> _Given information_:
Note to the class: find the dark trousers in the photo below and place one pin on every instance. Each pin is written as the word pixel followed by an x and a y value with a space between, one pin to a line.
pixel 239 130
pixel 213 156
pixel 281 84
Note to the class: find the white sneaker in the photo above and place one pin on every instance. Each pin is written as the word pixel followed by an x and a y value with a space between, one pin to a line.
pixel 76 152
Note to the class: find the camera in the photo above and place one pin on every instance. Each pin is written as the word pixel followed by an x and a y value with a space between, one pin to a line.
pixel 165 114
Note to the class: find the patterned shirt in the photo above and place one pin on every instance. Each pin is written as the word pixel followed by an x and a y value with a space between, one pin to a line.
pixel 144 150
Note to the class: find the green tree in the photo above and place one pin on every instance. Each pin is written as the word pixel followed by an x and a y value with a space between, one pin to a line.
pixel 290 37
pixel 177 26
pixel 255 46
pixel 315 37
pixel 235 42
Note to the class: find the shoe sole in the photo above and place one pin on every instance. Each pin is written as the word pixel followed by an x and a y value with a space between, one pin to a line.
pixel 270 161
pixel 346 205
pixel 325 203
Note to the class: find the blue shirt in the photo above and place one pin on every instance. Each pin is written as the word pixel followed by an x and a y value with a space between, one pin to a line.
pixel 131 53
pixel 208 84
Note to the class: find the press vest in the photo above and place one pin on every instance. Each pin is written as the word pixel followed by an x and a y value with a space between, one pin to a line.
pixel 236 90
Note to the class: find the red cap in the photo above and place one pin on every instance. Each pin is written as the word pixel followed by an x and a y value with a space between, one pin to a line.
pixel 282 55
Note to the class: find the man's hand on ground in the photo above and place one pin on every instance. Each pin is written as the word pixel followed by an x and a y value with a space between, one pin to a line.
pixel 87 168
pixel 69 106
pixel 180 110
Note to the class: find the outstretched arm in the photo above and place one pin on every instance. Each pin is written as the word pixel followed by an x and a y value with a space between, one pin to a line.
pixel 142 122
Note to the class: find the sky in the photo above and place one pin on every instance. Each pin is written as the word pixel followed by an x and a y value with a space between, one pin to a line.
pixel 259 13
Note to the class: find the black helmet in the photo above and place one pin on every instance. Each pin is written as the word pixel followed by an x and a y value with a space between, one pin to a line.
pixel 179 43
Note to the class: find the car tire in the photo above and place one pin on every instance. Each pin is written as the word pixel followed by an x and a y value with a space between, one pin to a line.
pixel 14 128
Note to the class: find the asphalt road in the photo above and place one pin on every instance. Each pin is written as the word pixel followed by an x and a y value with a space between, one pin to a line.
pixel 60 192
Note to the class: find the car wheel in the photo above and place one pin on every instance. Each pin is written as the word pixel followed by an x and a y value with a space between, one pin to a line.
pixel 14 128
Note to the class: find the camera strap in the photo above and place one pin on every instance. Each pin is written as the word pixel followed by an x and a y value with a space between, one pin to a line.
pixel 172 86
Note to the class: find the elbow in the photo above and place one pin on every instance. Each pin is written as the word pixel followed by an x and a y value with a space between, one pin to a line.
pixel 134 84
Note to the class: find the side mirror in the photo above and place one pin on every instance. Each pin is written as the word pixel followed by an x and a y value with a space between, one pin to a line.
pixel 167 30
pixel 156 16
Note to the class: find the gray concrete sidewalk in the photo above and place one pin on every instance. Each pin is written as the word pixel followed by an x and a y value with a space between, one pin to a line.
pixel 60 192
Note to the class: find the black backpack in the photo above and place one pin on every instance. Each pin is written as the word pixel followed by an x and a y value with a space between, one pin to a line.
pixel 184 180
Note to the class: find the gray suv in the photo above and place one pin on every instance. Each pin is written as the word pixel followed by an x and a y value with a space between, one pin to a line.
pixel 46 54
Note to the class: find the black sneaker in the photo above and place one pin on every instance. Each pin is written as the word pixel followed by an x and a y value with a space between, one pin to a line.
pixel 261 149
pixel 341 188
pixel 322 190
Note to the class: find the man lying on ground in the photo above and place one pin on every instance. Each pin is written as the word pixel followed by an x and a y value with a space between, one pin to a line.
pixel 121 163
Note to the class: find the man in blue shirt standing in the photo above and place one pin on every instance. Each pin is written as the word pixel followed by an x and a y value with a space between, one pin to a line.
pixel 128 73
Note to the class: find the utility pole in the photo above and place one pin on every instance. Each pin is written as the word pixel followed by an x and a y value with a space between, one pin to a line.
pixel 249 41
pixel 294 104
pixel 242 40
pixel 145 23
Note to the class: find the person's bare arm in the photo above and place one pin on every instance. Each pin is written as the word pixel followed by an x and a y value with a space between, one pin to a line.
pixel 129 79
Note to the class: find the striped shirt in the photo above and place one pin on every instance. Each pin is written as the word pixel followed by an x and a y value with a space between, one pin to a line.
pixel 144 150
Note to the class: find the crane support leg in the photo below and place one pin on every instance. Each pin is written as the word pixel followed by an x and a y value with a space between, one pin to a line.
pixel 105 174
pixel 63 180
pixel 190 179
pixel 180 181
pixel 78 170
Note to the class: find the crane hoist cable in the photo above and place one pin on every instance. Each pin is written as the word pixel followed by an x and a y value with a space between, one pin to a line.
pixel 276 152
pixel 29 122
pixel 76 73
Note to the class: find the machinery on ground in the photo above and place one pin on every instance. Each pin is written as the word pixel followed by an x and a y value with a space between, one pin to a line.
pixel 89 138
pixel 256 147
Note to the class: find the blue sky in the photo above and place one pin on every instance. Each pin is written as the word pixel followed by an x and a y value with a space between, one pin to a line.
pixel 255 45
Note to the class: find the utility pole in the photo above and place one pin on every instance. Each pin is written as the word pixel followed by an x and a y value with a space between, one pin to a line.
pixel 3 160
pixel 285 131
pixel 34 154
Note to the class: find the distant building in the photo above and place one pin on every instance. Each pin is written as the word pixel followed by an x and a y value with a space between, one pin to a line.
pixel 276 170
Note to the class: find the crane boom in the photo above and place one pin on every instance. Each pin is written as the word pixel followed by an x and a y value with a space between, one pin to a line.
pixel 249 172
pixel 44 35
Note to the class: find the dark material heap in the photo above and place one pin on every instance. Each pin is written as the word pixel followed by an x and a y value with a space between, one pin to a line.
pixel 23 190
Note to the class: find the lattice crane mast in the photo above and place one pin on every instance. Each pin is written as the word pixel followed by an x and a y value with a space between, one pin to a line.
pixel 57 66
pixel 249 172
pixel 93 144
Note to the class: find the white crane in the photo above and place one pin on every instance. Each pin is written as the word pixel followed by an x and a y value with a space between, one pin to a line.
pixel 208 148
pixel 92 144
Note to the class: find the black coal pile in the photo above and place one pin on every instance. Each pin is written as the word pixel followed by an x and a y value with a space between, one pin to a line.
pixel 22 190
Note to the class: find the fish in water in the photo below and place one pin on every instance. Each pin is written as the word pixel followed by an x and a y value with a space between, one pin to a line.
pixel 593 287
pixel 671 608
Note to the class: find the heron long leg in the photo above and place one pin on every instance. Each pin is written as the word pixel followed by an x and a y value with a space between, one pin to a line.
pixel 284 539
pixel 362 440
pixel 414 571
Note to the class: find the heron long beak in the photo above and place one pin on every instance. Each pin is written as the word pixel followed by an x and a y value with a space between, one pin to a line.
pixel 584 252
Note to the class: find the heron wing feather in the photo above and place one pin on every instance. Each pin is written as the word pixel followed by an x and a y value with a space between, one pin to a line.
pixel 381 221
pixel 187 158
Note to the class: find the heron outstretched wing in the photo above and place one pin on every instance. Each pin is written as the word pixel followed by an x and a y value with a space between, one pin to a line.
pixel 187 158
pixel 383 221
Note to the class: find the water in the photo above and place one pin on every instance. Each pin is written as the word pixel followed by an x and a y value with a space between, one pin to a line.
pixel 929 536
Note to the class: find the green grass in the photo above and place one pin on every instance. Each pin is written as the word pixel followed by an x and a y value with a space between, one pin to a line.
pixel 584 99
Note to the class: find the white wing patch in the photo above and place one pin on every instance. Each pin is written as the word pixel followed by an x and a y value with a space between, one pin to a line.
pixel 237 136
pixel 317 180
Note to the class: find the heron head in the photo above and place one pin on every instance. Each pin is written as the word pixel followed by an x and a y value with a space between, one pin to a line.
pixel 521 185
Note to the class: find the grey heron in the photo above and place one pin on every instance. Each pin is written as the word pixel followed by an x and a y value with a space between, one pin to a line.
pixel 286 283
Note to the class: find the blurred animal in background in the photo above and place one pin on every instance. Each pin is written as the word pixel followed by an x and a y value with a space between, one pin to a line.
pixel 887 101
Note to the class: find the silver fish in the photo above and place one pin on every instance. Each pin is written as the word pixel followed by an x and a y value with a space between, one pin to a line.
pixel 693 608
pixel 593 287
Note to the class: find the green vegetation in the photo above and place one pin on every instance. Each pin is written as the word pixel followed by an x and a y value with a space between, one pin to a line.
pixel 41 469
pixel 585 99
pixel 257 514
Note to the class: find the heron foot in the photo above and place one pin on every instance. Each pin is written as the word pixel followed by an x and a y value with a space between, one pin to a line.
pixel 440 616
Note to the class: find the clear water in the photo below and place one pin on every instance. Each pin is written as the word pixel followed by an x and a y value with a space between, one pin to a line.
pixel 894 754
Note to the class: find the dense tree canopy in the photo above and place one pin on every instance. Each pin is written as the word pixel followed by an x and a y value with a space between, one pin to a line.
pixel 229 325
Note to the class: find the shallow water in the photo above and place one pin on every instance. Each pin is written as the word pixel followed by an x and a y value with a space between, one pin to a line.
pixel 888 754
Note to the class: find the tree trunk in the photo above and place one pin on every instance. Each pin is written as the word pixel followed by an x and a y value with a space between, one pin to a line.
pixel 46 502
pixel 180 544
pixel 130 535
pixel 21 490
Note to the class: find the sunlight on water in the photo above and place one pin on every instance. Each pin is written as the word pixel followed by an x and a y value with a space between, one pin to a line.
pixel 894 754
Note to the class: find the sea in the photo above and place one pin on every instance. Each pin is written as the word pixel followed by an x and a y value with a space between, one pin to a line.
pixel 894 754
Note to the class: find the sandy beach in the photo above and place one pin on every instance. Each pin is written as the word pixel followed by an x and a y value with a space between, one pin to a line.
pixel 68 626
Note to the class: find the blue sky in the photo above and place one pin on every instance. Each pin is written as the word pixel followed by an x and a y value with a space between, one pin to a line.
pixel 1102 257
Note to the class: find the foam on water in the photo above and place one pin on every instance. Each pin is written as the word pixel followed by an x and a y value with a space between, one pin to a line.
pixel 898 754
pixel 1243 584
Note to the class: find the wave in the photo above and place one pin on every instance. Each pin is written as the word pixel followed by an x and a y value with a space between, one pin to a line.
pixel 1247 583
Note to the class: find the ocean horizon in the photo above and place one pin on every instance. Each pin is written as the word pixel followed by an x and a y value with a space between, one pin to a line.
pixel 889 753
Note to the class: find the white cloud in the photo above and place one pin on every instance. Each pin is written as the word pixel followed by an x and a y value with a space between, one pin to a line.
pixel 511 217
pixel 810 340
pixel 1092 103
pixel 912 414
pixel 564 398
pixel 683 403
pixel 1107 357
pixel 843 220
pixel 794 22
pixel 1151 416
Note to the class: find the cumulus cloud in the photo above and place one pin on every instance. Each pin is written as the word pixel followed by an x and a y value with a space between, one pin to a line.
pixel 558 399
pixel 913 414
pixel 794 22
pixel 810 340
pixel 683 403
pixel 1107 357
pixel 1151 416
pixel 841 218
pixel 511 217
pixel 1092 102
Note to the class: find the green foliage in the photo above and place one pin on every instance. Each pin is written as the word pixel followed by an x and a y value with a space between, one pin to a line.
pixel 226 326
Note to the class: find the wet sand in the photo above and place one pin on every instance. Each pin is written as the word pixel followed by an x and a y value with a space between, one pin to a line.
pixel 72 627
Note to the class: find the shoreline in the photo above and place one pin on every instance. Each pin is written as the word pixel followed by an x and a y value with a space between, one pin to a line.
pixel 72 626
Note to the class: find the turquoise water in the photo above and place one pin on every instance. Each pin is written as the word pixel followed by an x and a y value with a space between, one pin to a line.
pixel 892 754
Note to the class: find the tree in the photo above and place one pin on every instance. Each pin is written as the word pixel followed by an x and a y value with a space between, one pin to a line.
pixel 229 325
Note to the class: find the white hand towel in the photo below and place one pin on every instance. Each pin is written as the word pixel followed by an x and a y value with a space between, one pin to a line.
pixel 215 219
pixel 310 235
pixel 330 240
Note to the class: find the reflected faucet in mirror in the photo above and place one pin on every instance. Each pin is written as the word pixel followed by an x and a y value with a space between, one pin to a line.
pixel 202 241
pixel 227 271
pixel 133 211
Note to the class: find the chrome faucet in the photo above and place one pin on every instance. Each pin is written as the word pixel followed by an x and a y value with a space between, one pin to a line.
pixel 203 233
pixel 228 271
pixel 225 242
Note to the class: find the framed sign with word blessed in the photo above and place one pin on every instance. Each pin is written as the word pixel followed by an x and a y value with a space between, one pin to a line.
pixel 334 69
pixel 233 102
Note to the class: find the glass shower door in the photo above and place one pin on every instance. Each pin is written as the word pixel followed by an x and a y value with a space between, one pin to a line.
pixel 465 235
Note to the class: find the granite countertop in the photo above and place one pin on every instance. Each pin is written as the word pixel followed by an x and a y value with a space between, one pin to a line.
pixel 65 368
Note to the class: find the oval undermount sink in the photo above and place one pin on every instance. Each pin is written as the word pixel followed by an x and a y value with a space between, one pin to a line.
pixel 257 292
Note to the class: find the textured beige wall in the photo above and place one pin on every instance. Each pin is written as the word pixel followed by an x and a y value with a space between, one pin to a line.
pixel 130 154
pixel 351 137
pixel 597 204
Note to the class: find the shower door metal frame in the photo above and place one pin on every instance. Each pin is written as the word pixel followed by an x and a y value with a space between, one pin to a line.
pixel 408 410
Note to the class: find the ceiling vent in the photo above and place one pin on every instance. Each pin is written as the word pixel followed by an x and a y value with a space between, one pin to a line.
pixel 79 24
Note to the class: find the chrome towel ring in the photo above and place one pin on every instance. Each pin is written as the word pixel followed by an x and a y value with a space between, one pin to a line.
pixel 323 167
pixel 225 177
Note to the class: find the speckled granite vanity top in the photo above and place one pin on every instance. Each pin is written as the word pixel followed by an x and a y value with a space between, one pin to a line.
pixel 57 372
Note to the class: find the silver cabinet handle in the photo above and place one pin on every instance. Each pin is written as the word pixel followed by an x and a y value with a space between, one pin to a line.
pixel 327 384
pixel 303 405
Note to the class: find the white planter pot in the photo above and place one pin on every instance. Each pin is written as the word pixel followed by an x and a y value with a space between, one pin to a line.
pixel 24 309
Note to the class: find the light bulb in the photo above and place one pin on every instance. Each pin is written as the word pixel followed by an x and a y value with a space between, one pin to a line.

> _Short task_:
Reproduce the items from the line with "Note to the class: find the sunlight" up to and including the line with "pixel 889 753", keeping every character unchanged.

> _Solution to this exercise_:
Note to the class: find the sunlight on water in the photo above and place one pin on every instance. Each pin is written as the word pixel followed by an x and a y value with a space between, one pin to a line.
pixel 894 754
Note to the class: find the sea in the photo above and place one pin on every instance. Each pin is written as the word pixel followed by an x and a y value with a space between, one pin to a line.
pixel 894 754
Note to the class: find the sandy beach in the photo above and place one pin on every instance. Each pin is written as the word pixel followed by an x and a y value with a space between, one pin to a line.
pixel 68 626
Note to the class: find the blue sky in the photo above and place one pin on every instance. Each pin is written as the word pixel followed by an x and a y value with a space between, one pin to a line.
pixel 1102 257
Note to the class: find the foam on water in the photo above and place one pin on every instance. Each pin is written as the word pixel followed by an x and a y value with a space between, one pin to a line.
pixel 898 754
pixel 1243 584
Note to the class: find the wave in the photo above and place one pin on every instance. Each pin is written as the word pixel followed by an x and a y value with a space between, one pin to a line.
pixel 1247 583
Note to the class: find the ocean horizon in the photo above and place one pin on every instance. Each pin is written as the word pixel followed by an x and a y value with a space between, one pin to a line.
pixel 889 753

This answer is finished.